Data to examine:
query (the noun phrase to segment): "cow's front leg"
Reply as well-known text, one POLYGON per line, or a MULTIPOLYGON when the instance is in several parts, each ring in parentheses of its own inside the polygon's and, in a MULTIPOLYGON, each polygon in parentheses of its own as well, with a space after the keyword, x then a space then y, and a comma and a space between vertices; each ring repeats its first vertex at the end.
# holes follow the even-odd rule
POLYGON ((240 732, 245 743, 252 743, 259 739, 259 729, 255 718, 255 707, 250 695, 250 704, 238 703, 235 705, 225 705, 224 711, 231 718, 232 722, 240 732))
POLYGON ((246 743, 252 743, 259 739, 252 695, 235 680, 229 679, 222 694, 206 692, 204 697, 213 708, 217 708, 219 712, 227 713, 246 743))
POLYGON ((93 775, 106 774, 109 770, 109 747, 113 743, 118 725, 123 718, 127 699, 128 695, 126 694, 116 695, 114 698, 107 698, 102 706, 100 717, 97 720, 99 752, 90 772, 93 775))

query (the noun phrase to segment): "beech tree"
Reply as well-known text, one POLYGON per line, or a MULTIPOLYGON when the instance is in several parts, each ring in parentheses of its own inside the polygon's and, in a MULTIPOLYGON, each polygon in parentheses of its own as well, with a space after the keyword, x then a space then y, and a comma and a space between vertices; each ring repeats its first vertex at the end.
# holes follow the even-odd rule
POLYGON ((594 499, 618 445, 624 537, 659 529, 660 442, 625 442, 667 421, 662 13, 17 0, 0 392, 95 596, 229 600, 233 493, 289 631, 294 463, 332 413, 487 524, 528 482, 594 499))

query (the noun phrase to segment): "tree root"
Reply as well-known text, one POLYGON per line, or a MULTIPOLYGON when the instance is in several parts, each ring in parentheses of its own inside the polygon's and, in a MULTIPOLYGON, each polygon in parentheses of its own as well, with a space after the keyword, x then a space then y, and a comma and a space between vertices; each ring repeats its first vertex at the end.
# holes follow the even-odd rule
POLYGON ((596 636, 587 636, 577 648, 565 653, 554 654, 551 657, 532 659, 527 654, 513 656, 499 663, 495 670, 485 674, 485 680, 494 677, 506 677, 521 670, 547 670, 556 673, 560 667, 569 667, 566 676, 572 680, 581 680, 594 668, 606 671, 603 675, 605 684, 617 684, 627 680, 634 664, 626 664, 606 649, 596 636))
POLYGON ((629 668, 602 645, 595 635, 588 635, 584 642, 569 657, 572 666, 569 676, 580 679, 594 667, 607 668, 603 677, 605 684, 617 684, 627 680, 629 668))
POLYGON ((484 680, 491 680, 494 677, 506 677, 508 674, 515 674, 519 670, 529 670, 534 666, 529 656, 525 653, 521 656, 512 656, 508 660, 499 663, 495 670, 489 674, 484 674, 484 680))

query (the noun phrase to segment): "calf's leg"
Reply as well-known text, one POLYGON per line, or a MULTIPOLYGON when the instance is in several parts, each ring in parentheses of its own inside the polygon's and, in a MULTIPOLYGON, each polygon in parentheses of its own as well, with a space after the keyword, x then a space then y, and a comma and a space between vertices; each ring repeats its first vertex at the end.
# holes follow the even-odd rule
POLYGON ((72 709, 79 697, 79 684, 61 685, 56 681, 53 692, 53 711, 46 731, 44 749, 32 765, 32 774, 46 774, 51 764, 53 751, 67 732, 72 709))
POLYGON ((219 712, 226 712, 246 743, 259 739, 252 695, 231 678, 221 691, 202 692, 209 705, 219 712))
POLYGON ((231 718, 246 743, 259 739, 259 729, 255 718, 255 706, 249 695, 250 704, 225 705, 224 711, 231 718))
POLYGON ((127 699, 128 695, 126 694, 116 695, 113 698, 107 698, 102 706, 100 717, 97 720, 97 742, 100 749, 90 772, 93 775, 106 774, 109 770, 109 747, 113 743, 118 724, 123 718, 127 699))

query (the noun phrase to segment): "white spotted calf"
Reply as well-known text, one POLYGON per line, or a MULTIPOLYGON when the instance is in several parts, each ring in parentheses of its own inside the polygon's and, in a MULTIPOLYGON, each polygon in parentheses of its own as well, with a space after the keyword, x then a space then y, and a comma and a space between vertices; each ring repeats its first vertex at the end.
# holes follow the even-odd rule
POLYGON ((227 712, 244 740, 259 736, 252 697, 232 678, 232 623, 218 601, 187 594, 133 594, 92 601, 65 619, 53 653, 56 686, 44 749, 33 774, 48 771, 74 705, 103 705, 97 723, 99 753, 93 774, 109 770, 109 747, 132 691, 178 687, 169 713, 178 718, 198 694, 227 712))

Goal of the exercise:
Every line above needs to be retyped exactly.

Task answer:
query (the noun phrase to segment): "cow's front leg"
Reply as well-known text, one POLYGON per line, or a MULTIPOLYGON when the instance is in several parts, each ring in parentheses of its own inside the polygon's and, in a MULTIPOLYGON, each polygon in parentheses of its own as well, with a space after the keyword, x then a space then y, and a comma and a space between vertices; each ring repeats its first vertex at the end.
# holes follow the even-odd rule
POLYGON ((240 732, 245 743, 252 743, 259 739, 259 729, 255 718, 255 707, 250 695, 250 704, 238 703, 235 705, 225 705, 224 711, 231 718, 232 722, 240 732))
POLYGON ((246 743, 252 743, 259 739, 252 695, 235 680, 229 679, 222 694, 206 692, 204 697, 213 708, 217 708, 219 712, 227 713, 246 743))
POLYGON ((93 775, 106 774, 109 770, 109 747, 113 743, 118 725, 123 718, 127 699, 128 695, 126 694, 116 695, 114 698, 107 698, 102 706, 100 717, 97 720, 99 752, 90 772, 93 775))

query (the noun phrase to segment): "beech tree"
Reply as well-known text, one POLYGON per line, or a MULTIPOLYGON when the instance is in several parts, each ring in parentheses of its own inside the polygon's and, in a MULTIPOLYGON, each polygon in parentheses of its own as well, with a space after the keyword, x then a space then y, and a comma and a space between vertices; each ring repeats its first vertex at the end.
# holes follow the even-odd rule
POLYGON ((594 499, 618 445, 624 537, 659 529, 660 442, 625 442, 667 421, 662 13, 17 0, 0 392, 95 596, 229 600, 233 493, 289 631, 294 463, 332 413, 487 524, 528 482, 594 499))

query (the noun phrase to segment): "tree root"
Reply as well-known text, one POLYGON per line, or a MULTIPOLYGON when the instance is in several parts, each ring in parentheses of its own inside the polygon's and, in a MULTIPOLYGON, each polygon in parentheses of its own as well, with a space after the keyword, x then a space then y, and a comma and a space between vertices; each ring repeats its first vertex at the end.
# holes follow the even-odd rule
POLYGON ((596 636, 587 636, 577 648, 565 653, 554 654, 551 657, 532 659, 527 654, 513 656, 499 663, 495 670, 485 674, 485 680, 494 677, 506 677, 521 670, 547 670, 556 673, 560 667, 569 667, 566 676, 572 680, 581 680, 594 668, 606 671, 603 675, 605 684, 617 684, 627 680, 634 664, 626 664, 606 649, 596 636))
POLYGON ((629 668, 602 645, 595 635, 588 635, 584 642, 569 657, 572 666, 569 676, 580 679, 594 667, 607 668, 603 677, 605 684, 617 684, 627 680, 629 668))
POLYGON ((484 680, 491 680, 494 677, 506 677, 508 674, 515 674, 519 670, 529 670, 534 666, 529 656, 525 653, 521 656, 512 656, 508 660, 499 663, 495 670, 489 674, 484 674, 484 680))

query (the noun phrase to segment): "calf's leg"
Reply as well-known text, one POLYGON per line, or a MULTIPOLYGON when the instance is in several parts, each ring in parentheses of its own inside the polygon's and, in a MULTIPOLYGON, each polygon in parentheses of its own as well, with a space after the keyword, x then a space then y, and a comma and a space between vertices; each ring repeats its first vertex at the end.
# holes follow the even-odd rule
POLYGON ((72 709, 79 697, 79 684, 61 685, 56 681, 53 692, 53 711, 46 731, 44 749, 32 765, 32 774, 46 774, 51 764, 53 751, 67 732, 72 709))
POLYGON ((219 712, 226 712, 246 743, 259 739, 252 695, 231 678, 221 691, 202 692, 209 705, 219 712))
POLYGON ((231 718, 246 743, 259 739, 259 729, 255 718, 255 706, 249 695, 250 704, 225 705, 224 711, 231 718))
POLYGON ((127 699, 128 695, 126 694, 116 695, 113 698, 107 698, 102 706, 100 717, 97 720, 97 742, 100 749, 90 772, 93 775, 106 774, 109 770, 109 747, 113 743, 118 724, 123 718, 127 699))

query (the noun phrase to segment): "white spotted calf"
Reply as well-known text, one POLYGON per line, or a MULTIPOLYGON when the instance is in several parts, each ring in parentheses of its own inside the polygon's and, in a MULTIPOLYGON, each polygon in parentheses of its own as well, with a space after the keyword, x then a space then y, and a comma and a space between vertices; each ring repeats its first vertex at the end.
# holes follow the even-odd rule
POLYGON ((227 712, 244 740, 259 736, 252 697, 232 678, 232 623, 218 601, 187 594, 133 594, 92 601, 65 619, 53 653, 56 686, 44 749, 33 774, 48 771, 74 705, 103 705, 97 723, 99 753, 93 774, 109 770, 109 747, 132 691, 178 687, 169 713, 178 718, 198 694, 227 712))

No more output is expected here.